Goal ->
Please show every line in the entries below that contains the word "white", copying each one in full.

Listed records ->

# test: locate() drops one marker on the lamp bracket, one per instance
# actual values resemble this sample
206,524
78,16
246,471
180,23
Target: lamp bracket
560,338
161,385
==
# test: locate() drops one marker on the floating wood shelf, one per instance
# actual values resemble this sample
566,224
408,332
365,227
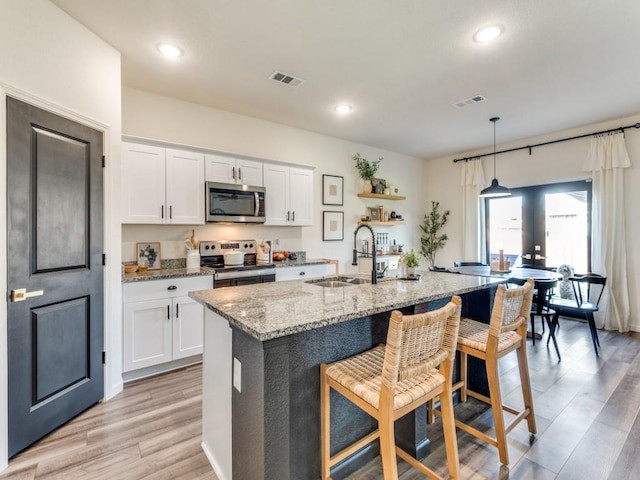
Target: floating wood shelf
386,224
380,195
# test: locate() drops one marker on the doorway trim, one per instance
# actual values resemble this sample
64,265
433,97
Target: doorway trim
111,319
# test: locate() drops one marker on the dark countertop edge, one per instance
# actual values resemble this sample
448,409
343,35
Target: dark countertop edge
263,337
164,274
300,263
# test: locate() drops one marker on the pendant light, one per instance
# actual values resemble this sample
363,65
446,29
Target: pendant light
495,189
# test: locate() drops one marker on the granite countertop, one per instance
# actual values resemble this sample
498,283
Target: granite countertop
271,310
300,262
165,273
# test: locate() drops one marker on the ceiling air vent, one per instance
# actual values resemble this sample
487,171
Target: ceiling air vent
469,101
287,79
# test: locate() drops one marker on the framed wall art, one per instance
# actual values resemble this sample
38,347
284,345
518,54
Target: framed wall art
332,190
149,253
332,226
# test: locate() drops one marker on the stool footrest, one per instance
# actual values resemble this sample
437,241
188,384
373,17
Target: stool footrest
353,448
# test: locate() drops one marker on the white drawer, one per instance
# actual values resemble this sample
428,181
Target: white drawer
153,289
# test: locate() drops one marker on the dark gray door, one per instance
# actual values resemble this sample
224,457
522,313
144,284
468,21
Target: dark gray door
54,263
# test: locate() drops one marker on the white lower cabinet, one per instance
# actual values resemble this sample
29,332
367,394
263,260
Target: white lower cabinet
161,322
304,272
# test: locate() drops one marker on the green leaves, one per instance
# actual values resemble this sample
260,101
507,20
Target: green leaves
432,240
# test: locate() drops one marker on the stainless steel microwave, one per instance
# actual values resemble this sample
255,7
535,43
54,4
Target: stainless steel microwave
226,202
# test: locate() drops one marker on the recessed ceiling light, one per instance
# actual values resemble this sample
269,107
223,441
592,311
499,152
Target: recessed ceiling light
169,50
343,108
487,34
* * *
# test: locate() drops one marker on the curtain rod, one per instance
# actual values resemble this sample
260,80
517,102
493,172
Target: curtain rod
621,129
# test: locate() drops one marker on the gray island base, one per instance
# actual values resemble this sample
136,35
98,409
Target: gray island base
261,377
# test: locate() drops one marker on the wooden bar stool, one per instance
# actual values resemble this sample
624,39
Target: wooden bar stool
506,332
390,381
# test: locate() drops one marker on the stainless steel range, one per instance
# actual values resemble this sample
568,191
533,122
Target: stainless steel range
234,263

Response to this exercise ->
# test: locate() drops one marker on the white drawer, one per instance
Target: white drawer
# test: locate() drops one marker on the white lower cabinet, one per instance
Target: white lower cabinet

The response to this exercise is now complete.